Selected passage »

In [None]:
import pandas as pd
import matplotlib.pyplot as plt

In [None]:
with open('dataset/gold_label_dataset.pkl', 'rb') as file:
    df = pd.compat.pickle_compat.load(file) 

In [None]:
emotions = df.columns[df.columns.str.startswith("M_")].values.tolist()
emotions = [e[2:].lower() for e in emotions]
emotions

## Analysis on distribution of labels

In [None]:
cols = df.columns[df.columns.str.startswith("label_")].tolist()
freq_counts = {e: dict.fromkeys(emotions, 0) for e in cols}
for index, row in df.iterrows():
    for column in cols:
        for elem in row[column]:
            freq_counts[column][elem] += 1

Some of the emotions are overrepresented, specifically "joy" and "something else". On the other hand, "fear" and "trust" are somewhat underrepresented. This is true for all types of labels, as the distribution is mostly the same across them, with some minor differences between multimodal and text only labels. In general the disparity in number of entries is less extreme in the text only labels. <br>
<!-- TODO: find better phrasing -->
The presence of a large number of entries with the "something else" label suggests that the emotions used as labels are not sufficient to express the range of emotions contained in the dataset.

In [None]:
fig, axs = plt.subplots(2, 2, figsize = (13, 9))
for i, ax in enumerate(axs.reshape(-1)):
    ax.bar(freq_counts[cols[i]].keys(), freq_counts[cols[i]].values())

Supplied records »
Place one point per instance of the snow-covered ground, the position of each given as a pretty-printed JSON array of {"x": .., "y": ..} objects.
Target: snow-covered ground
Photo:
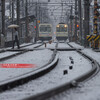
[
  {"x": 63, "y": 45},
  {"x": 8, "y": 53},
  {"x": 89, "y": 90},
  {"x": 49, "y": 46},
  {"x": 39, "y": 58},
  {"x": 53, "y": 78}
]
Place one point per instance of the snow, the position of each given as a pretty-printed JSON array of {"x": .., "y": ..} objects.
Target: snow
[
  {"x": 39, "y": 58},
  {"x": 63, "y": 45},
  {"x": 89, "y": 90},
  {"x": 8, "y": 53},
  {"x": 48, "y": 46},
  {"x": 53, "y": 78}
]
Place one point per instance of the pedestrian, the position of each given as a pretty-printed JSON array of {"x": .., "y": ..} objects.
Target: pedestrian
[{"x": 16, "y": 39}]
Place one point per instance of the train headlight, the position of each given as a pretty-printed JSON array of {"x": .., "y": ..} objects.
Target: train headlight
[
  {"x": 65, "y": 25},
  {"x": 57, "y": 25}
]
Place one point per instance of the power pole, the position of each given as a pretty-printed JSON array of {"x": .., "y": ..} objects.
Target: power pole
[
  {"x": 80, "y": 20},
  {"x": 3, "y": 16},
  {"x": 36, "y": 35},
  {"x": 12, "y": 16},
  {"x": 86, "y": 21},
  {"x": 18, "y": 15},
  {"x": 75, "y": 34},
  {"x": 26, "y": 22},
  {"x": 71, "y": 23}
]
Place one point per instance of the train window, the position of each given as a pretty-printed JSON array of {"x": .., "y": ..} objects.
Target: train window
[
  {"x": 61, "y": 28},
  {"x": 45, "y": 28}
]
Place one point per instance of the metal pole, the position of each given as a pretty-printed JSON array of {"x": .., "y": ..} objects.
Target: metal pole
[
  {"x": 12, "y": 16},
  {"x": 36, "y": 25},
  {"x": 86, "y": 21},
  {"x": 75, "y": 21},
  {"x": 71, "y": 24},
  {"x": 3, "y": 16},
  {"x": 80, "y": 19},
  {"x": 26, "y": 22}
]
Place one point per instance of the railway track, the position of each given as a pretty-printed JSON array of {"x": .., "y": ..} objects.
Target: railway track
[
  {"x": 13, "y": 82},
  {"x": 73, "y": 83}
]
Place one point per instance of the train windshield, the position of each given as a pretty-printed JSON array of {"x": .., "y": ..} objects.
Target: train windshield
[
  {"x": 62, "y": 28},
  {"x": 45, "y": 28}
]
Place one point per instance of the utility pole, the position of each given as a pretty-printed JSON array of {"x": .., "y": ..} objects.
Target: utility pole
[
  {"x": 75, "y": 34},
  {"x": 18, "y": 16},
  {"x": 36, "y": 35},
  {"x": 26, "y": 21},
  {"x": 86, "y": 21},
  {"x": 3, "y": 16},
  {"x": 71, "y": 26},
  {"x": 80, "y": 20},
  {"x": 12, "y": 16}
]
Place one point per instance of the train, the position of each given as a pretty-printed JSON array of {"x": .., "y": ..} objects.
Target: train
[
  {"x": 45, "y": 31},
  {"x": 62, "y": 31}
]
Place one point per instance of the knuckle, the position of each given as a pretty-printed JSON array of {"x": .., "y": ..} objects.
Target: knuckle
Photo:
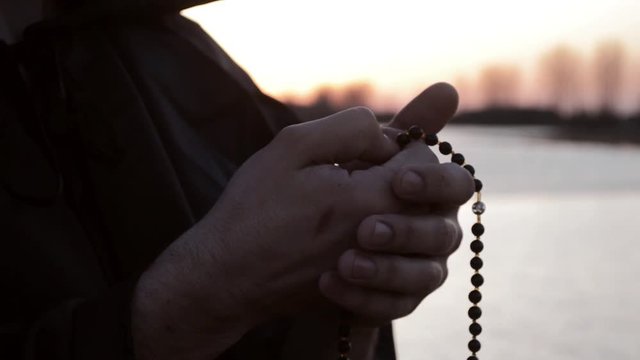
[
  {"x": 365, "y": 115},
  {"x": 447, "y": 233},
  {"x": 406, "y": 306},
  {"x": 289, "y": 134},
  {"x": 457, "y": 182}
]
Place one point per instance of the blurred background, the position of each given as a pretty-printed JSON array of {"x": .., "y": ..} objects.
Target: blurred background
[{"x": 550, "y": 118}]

==

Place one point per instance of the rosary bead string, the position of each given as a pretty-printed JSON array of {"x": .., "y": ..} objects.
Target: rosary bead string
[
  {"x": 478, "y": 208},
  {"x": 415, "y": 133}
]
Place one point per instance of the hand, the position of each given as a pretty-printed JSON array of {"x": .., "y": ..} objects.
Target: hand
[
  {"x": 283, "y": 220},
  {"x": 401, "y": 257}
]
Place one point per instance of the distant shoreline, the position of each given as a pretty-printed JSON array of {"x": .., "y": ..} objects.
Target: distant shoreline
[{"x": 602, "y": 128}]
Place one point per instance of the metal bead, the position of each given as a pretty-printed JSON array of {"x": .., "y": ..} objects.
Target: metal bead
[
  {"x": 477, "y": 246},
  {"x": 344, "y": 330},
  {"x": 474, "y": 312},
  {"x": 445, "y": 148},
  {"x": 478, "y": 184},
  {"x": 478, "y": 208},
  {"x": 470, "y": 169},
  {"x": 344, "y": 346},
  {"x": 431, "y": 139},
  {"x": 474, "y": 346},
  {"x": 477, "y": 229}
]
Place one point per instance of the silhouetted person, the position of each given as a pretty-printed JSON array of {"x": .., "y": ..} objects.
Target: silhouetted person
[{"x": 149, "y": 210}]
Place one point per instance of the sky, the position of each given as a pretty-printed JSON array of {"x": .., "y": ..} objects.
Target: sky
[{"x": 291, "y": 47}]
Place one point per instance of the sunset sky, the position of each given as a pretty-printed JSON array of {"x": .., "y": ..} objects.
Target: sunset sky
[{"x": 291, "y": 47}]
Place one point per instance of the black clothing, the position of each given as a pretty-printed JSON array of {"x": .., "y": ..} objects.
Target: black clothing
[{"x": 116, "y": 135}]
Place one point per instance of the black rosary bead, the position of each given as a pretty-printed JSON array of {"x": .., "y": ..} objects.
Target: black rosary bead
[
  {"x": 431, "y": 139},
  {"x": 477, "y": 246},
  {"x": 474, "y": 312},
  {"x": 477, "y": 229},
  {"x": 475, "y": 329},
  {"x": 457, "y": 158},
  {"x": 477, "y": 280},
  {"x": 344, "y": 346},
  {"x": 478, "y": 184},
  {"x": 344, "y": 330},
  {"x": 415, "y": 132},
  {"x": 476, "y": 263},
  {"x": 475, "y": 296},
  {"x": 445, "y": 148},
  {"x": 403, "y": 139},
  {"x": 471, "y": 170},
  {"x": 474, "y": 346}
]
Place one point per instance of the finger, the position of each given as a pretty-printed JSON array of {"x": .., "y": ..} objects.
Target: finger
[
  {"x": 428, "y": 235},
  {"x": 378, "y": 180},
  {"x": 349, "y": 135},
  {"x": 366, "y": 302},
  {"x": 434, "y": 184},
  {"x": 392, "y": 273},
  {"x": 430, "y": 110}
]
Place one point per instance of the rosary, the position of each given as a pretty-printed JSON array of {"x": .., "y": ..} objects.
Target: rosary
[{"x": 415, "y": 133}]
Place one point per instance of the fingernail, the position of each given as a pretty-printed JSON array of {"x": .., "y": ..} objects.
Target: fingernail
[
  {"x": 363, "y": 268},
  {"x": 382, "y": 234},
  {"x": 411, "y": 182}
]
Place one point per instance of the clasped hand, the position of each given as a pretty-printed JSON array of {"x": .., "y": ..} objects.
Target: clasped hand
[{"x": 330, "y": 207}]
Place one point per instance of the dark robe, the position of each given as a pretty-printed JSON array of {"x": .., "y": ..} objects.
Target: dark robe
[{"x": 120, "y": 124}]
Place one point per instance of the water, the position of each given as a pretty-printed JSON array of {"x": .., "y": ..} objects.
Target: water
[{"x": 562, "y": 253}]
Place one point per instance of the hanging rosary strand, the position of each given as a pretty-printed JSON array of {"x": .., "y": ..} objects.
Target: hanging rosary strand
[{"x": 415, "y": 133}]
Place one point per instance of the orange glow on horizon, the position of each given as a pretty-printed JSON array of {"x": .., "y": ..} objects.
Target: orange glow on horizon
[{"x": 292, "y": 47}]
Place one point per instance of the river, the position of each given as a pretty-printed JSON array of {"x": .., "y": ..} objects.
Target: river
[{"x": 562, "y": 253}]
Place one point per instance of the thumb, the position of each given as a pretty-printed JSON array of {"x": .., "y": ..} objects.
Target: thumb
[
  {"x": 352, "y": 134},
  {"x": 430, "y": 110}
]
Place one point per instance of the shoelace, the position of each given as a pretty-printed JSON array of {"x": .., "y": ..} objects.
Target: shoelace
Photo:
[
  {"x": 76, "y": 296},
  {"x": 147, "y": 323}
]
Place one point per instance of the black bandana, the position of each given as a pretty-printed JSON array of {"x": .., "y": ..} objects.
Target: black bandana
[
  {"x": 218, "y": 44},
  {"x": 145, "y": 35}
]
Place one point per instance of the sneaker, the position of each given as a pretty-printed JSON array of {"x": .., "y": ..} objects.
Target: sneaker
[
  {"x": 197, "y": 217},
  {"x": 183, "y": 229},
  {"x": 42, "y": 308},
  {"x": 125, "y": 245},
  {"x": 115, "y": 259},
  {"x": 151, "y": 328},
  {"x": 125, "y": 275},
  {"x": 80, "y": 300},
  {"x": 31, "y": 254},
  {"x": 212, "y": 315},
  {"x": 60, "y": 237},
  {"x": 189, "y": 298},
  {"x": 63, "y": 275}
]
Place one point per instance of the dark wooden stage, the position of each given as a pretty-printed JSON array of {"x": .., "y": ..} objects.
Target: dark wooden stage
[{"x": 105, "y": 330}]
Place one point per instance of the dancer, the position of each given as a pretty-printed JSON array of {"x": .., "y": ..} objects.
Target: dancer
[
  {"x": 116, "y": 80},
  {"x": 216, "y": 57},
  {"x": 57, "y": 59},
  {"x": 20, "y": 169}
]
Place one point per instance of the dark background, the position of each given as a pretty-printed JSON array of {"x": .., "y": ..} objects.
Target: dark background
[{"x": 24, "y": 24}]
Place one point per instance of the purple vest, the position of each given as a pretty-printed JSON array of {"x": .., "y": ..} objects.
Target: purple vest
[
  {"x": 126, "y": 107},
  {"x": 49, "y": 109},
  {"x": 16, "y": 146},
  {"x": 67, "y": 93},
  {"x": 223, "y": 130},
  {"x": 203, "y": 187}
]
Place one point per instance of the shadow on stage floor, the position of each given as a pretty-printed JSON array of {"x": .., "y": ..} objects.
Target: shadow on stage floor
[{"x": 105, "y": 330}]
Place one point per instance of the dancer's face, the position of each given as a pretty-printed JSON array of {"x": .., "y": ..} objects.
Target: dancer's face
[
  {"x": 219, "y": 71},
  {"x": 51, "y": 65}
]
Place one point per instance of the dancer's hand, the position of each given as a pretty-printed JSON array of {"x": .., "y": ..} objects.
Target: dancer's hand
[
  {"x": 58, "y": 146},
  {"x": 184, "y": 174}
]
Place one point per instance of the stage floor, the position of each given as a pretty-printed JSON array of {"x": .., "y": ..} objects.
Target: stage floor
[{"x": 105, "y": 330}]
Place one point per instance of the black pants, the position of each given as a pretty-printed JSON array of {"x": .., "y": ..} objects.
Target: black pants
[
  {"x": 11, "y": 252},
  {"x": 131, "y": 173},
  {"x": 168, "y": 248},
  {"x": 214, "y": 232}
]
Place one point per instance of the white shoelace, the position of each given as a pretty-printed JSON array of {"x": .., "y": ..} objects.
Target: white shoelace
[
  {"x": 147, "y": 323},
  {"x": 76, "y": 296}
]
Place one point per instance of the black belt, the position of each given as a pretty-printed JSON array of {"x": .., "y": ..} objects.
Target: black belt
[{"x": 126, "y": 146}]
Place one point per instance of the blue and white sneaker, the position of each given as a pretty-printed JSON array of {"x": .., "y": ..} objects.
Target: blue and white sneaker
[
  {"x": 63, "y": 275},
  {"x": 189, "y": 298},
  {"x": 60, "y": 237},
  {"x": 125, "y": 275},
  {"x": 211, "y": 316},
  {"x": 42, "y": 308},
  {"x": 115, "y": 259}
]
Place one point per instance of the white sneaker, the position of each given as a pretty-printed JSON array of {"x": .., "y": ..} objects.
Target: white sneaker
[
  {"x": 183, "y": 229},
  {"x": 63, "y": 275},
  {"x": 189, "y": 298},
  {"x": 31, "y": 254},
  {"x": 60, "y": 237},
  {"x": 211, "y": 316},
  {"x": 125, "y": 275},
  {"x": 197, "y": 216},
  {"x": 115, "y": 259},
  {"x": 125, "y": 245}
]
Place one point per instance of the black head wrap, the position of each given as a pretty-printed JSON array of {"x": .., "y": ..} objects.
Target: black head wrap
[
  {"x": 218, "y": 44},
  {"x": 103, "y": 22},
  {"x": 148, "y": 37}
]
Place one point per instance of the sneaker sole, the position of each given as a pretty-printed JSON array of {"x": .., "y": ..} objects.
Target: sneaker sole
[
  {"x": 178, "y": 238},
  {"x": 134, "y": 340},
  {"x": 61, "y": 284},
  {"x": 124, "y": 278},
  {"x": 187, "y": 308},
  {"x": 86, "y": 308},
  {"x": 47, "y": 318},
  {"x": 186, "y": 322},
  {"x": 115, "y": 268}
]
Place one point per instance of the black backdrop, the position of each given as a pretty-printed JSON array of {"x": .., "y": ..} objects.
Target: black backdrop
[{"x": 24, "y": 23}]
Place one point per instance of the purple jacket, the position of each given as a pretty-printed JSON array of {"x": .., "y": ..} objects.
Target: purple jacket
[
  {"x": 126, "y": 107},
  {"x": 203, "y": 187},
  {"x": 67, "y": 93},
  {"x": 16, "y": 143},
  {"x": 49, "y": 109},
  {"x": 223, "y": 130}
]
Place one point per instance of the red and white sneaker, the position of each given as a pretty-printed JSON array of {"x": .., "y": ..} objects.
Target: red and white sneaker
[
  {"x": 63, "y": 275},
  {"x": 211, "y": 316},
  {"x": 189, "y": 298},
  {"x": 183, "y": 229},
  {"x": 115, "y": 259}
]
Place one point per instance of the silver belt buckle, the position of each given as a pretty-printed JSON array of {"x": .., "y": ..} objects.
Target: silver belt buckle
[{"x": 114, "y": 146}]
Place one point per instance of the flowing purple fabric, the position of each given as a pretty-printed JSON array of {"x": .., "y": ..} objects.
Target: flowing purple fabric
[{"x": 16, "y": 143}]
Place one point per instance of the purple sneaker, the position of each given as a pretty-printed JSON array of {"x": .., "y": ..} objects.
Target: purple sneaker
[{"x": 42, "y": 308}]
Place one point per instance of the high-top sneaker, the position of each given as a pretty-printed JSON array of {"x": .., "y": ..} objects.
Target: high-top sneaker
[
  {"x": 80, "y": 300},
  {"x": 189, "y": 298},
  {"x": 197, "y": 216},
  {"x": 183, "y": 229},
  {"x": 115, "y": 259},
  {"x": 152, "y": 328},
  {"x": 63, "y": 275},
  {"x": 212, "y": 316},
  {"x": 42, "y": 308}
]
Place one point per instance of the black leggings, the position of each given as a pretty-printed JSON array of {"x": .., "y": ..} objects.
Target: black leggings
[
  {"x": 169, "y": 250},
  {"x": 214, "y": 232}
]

* * *

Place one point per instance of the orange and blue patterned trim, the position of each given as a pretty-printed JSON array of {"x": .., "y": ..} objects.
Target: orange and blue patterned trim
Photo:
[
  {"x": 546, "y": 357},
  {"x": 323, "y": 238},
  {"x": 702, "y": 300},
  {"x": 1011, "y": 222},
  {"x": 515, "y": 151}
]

Problem statement »
Copy the label-distribution passage of the notebook above, starting at "Some of the" and ending at "in the dataset.", and swap "extreme" for "pronounced".

Worked answer »
Some of the emotions are overrepresented, specifically "joy" and "something else". On the other hand, "fear" and "trust" are somewhat underrepresented. This is true for all types of labels, as the distribution is mostly the same across them, with some minor differences between multimodal and text only labels. In general the disparity in number of entries is less pronounced in the text only labels. <br>
<!-- TODO: find better phrasing -->
The presence of a large number of entries with the "something else" label suggests that the emotions used as labels are not sufficient to express the range of emotions contained in the dataset.